▸ Document excerpt
BEGIN
Download the slides here.

Introduction

Subtitling and audiovisual translation

Dubbing and subtitling are very creative processes. Whether the audience watches with dubbed audio, or in the original language with foreign language subtitles, closed captions, or forced narratives, the ultimate goal is to make the shows enjoyable and resourceful.

As well as making sure that any text is timed appropriately to the action, capturing creative vision and nuances in translation is critical for this goal. Audiovisual translation is like creating 3D translations. In traditional translation projects, you have the source text and the target text. It's two-dimensional. With audiovisual translations, you have the source text, the visuals, and the sounds, and you create a target file to flow seamlessly with your project but invisible enough not to take attention away from the production. It's not as easy as it seems. Subtitling borrows from many different practices and schools of thought. One of the biggest rules of subtitling is, naturally, to always keep the viewer in mind.
END
(Items from a labeling collection)
BEGIN
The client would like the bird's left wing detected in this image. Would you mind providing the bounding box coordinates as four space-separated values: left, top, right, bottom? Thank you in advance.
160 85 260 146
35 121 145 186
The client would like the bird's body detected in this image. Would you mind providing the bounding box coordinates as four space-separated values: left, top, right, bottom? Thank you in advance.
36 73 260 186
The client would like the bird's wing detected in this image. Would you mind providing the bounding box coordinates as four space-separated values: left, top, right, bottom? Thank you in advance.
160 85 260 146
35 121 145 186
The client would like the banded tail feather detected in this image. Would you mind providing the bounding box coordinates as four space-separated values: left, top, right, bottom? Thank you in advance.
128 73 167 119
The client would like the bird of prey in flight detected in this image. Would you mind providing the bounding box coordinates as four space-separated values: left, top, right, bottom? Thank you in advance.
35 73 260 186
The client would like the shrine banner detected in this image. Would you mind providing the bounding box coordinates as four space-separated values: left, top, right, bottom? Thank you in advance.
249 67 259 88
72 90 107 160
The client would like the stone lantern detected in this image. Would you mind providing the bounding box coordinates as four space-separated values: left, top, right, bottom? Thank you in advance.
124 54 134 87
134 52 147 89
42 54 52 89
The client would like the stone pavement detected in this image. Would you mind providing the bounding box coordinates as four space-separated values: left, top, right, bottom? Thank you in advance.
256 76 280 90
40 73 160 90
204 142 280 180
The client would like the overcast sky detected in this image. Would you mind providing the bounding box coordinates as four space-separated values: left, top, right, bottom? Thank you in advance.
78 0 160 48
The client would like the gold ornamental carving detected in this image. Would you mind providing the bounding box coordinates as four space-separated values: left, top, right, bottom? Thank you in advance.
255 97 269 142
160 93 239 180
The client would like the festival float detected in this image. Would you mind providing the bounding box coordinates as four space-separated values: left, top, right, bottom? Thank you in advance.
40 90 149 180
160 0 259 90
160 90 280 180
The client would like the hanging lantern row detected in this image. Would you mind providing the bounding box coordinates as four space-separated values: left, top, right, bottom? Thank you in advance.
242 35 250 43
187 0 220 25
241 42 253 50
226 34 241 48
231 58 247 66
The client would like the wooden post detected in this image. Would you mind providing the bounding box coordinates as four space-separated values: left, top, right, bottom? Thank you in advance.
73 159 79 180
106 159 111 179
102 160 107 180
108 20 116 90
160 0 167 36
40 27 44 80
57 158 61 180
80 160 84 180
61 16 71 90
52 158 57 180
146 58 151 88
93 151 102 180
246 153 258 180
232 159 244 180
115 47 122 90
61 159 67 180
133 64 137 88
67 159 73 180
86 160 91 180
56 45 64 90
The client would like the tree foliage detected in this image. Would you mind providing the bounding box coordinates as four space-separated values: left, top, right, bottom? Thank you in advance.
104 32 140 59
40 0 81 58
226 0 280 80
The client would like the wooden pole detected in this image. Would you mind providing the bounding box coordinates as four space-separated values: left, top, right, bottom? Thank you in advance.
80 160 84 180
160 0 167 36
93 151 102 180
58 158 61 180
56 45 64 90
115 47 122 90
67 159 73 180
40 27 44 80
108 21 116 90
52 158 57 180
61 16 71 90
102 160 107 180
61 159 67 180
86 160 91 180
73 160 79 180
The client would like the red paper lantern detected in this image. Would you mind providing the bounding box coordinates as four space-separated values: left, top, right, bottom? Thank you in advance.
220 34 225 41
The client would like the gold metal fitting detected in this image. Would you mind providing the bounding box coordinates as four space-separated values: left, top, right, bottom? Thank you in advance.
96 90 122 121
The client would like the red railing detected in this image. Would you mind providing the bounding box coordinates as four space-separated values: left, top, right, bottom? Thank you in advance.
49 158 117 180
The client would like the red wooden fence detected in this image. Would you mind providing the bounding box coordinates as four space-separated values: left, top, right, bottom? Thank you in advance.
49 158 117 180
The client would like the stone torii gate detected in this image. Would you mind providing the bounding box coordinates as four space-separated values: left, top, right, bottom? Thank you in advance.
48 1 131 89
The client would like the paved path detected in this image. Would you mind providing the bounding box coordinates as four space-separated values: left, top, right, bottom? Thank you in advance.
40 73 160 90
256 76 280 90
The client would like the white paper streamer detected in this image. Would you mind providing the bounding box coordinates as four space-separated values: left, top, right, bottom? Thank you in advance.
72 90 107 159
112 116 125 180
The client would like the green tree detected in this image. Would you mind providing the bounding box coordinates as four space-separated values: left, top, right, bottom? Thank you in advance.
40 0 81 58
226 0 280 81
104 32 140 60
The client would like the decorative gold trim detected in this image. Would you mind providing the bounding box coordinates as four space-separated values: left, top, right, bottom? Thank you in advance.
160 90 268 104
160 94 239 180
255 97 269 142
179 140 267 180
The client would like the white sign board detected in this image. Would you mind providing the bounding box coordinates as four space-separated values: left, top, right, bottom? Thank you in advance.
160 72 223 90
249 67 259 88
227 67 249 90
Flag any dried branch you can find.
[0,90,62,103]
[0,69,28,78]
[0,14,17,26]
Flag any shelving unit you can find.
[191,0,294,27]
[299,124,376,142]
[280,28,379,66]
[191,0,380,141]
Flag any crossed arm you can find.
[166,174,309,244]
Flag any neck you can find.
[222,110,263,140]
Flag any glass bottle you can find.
END
▸ Objectives
(a) Answer these questions using the text on subtitling and audiovisual translation.
(i) What is the ultimate goal of dubbing and subtitling?
(ii) What two things do you have in a traditional translation project?
(iii) What is one of the biggest rules of subtitling?
(b) Carry on the text on subtitling and audiovisual translation from where it stops.

▸ Answers by task
(a)
(i) To make the shows enjoyable and resourceful.
(ii) The source text and the target text.
(iii) To always keep the viewer in mind.

(b)
But let's look at the process more closely. In this article we will look at Netflix's Timed Text Style Guide (which is available on the internet at partnerhelp.netflixstudios.com) and use it as a model to acquire the necessary skills and approach for creating general subtitles for audiovisual localization projects. I will attempt to simplify their most common timing rules - which can look confusing at first, especially for those who have never done subtitling before - as well as discuss some of their other guidelines and best practices that I learned during the time I worked as a subtitler and subtitle QCer. Of course, whenever it's available, you should always follow your client's guidelines and requirements. Please also note that specifics about these guidelines might be different or change, but since I am not affiliated with Netflix, I would not know about those changes more than anyone else who can access their publicly available material on the internet.

Netflix Timed Text Style Guide

"Timed Text" in the name means that it carries the dialogue along with the corresponding time code. Timed Text's requirements can vary from language to language, but there are some common elements.

The Netflix Timed Text Style Guide starts with this description: "Any timed-text created specifically for Netflix – Originals or non-Originals – should follow the Netflix Timed Text Style Guide unless otherwise advised." Let's look into the document itself.

I have separated the process into two major aspects: technical and linguistic.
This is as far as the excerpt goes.